Texto proporcionado
----------------
Y si las personas cisexuales no pueden entender que yo no soy feliz a pesar de ser trans, sino precisamente a causa de ser trans, estas personas trans tan necesitadas de esperanza no pueden enteder que yo no soy feliz a causa de los protocolos y procesos médicos, sino a pesar de ellos. En realidad, ni siquiera se lo plantean. Por eso me preguntan por las hormonas, por las cirugías, y por nada más, porque creen que ahí está la receta del éxito.

Es más fácil pensar eso, que comprender que mi lucha ha sido, la mayor parte del tiempo, contra el proceso médico que ha pretendido encajonar y medir mi identidad como requisito previo a que los cancerberos me permitiesen atravesar las puertas de acceso a los servicios médicos a los que debería haber podido acceder en plano de igualdad con el resto de la población. Nadie me ha regalado nada. Cada gramo de la felicidad que tengo me lo he ganado yo. No me ha venido dado por ningún proceso médico, sino que me he tenido que esforzar primero en asumir quien no soy, luego en aprender quien soy, después en aceptar quien soy, en hacer que los demás lo aceptaran, y a no sentir culpabilidad por nada de ello, ni a sentirme inferior a nadie, ni a permitir que otros me hicieran sentir inferior. Esa lucha todavía hoy continúa.
----------------
Datos recopilados
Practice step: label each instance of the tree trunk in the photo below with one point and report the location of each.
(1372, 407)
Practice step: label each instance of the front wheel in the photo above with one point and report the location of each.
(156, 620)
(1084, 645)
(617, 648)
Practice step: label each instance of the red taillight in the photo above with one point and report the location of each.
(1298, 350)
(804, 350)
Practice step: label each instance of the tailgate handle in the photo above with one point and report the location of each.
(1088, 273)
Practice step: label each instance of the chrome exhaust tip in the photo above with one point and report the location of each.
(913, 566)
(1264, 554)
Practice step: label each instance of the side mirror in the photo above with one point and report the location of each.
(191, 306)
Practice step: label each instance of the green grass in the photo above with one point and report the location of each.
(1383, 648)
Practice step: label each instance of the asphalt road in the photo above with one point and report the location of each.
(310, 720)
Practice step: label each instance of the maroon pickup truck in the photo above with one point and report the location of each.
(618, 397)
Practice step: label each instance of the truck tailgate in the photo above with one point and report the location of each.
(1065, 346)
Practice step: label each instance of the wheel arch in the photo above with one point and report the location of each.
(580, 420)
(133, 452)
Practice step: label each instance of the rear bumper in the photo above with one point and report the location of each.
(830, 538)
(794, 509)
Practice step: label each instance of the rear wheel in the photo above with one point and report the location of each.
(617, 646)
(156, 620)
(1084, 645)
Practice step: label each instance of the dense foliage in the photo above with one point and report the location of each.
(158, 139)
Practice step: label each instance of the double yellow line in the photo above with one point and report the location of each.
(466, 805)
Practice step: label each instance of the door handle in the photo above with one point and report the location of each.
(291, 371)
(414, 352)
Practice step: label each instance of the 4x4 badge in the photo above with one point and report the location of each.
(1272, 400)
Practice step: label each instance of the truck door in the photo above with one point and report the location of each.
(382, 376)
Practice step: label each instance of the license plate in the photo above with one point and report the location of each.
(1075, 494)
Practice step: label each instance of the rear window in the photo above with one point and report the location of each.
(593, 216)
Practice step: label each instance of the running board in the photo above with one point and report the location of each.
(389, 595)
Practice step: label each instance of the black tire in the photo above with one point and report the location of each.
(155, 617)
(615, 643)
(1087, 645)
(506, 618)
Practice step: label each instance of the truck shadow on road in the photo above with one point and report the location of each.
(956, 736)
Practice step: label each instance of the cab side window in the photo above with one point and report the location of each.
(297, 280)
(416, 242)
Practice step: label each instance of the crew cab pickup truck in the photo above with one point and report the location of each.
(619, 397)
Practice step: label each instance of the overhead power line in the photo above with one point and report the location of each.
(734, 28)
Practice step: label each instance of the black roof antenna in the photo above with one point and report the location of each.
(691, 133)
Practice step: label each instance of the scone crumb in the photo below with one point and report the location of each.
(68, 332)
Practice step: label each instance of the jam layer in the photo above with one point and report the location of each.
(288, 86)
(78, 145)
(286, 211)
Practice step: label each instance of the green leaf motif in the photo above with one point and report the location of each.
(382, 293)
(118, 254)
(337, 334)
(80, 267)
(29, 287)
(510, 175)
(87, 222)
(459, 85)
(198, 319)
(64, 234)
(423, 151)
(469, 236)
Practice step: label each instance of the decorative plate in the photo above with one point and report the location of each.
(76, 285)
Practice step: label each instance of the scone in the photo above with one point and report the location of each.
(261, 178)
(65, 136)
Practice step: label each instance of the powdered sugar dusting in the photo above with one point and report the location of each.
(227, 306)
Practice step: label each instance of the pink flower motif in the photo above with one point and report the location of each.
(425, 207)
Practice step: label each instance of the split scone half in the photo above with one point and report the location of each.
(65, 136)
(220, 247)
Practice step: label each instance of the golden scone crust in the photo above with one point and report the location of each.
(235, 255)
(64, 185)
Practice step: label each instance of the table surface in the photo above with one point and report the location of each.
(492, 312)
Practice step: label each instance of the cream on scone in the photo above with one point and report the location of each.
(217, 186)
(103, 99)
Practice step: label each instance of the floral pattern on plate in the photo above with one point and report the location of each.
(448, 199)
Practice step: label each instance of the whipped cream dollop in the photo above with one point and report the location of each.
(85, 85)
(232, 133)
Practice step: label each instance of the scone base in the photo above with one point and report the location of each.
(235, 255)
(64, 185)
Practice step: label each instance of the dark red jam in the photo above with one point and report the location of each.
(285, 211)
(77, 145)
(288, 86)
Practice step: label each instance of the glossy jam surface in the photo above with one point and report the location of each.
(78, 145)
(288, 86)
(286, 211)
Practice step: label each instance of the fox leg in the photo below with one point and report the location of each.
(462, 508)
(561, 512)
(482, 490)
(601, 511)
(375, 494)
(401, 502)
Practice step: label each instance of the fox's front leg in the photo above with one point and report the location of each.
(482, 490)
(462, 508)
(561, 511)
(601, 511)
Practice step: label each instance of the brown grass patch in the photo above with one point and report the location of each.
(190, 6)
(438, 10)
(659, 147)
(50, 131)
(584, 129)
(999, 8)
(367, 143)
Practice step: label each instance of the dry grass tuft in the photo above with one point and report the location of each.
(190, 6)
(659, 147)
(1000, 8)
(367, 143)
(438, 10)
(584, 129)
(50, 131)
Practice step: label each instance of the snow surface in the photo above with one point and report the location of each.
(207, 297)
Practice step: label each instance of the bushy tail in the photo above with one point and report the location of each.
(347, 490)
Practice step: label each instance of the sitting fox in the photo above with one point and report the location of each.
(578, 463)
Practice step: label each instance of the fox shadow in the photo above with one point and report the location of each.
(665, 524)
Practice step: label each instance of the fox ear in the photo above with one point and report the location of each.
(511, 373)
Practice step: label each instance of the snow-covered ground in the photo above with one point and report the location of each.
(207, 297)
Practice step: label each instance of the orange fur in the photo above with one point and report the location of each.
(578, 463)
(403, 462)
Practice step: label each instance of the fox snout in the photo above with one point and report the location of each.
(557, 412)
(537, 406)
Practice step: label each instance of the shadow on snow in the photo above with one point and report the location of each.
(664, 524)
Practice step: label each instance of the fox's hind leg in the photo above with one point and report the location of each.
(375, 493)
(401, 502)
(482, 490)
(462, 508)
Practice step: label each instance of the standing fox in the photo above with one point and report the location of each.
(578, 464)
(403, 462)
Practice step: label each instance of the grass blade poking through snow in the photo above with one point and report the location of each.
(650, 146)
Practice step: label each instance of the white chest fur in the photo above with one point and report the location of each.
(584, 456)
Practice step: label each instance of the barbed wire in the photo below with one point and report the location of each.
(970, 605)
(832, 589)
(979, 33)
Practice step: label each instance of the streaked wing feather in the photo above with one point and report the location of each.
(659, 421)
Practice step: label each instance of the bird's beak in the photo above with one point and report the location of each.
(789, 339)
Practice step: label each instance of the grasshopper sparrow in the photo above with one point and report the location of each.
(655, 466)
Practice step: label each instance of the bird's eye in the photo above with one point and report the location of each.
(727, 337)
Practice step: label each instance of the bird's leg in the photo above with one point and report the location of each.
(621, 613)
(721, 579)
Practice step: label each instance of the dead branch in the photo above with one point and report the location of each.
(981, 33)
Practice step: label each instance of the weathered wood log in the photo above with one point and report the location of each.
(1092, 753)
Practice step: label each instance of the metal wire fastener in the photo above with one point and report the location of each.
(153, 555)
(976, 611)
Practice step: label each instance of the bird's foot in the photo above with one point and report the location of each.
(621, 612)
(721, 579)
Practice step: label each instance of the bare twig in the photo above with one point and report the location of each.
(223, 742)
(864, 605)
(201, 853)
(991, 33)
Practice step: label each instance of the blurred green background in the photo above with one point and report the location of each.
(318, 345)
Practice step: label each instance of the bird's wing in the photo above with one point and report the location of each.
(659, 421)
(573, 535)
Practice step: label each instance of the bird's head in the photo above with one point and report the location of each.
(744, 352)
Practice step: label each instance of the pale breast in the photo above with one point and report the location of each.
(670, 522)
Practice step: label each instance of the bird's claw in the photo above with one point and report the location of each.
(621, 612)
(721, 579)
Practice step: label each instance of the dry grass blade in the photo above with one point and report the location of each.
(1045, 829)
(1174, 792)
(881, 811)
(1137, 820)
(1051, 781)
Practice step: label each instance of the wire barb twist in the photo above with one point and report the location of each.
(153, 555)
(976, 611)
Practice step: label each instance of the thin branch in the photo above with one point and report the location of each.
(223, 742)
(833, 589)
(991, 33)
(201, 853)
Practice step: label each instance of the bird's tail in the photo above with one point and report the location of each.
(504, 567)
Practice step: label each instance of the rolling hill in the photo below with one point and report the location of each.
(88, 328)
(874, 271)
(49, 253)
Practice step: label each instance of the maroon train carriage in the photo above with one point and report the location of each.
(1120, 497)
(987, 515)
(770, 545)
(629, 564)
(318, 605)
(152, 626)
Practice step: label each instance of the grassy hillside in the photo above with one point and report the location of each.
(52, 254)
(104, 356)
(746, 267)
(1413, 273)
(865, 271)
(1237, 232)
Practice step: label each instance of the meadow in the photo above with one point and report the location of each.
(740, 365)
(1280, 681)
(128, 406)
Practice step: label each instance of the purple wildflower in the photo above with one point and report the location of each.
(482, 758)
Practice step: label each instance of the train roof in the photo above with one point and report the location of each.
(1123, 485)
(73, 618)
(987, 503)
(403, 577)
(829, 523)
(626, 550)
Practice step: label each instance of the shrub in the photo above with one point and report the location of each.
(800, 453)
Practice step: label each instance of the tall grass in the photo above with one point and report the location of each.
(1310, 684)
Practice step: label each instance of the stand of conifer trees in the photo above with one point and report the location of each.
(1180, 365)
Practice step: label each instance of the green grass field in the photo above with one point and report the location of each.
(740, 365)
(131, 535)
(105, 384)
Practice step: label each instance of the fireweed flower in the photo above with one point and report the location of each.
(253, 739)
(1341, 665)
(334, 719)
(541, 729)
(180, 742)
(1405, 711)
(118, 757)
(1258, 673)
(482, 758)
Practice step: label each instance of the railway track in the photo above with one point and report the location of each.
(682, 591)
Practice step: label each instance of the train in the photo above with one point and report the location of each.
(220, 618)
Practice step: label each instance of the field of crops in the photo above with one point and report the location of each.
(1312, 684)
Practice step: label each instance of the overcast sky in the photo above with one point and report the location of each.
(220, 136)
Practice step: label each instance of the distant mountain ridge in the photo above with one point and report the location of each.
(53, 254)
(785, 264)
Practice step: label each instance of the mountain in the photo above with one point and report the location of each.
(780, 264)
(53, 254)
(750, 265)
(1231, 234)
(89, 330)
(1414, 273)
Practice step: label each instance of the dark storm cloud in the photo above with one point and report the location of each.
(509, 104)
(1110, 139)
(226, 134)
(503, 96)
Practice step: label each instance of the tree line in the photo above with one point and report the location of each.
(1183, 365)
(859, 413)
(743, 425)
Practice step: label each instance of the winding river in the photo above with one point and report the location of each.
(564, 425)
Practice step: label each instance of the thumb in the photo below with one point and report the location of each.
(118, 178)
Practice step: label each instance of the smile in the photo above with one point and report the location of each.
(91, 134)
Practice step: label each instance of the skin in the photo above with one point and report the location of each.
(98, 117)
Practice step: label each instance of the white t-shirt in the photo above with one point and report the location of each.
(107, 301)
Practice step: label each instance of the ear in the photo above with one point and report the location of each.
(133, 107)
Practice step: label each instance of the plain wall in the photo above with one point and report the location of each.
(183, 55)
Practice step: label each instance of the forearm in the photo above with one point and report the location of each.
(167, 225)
----------------
Requisitos del ejercicio
- A) Según el texto sobre la identidad trans, ¿por qué esas personas trans preguntan solo por las hormonas y las cirugías?
- B) Sustituye "hormonas" por "terapias hormonales" en el fragmento del texto sobre la identidad trans comprendido entre "Y si las personas" y "receta del éxito.", ambos incluidos, y escribe el resultado.
- C) Continúa el texto sobre la identidad trans a partir de la última oración que se muestra.
El listado procede de otra fuente.

Respuestas dadas
- A) Porque creen que ahí está la receta del éxito.

- B)
Y si las personas cisexuales no pueden entender que yo no soy feliz a pesar de ser trans, sino precisamente a causa de ser trans, estas personas trans tan necesitadas de esperanza no pueden enteder que yo no soy feliz a causa de los protocolos y procesos médicos, sino a pesar de ellos. En realidad, ni siquiera se lo plantean. Por eso me preguntan por las terapias hormonales, por las cirugías, y por nada más, porque creen que ahí está la receta del éxito.

- C)
Y, sí, la posibilidad de modificar mi cuerpo, hace que mi vida sea más feliz, que pueda mantener mi identidad de género con mayor facilidad, especialmente porque cuando me miro al espejo no tengo que pelearme conmigo mismo para comprender por qué yo soy y no soy la persona que se refleja, y porque cuando me desvisto no tengo que repetirme que el tener o no tener pechos no me hace más o menos hombre. Sin embargo, estos cinco años no han sido una pausa hasta «terminar el proceso». Después de la primera sesión con la psicóloga en la UTIG decidí que no iba a permitir que la medicina regulase mis tiempos, y he sido capaz de mantener esa decisión.

Por eso me molesta que se me quiera convertir en la encarnación del éxito del proceso médico. Porque el proceso médico no sólo no me ha regalado nada, sino que me ha quitado mucho (sobre todo, mucha dignidad y autonomía), y porque me jode que ahora el mérito de mi esfuerzo se le atribuya al proceso médico.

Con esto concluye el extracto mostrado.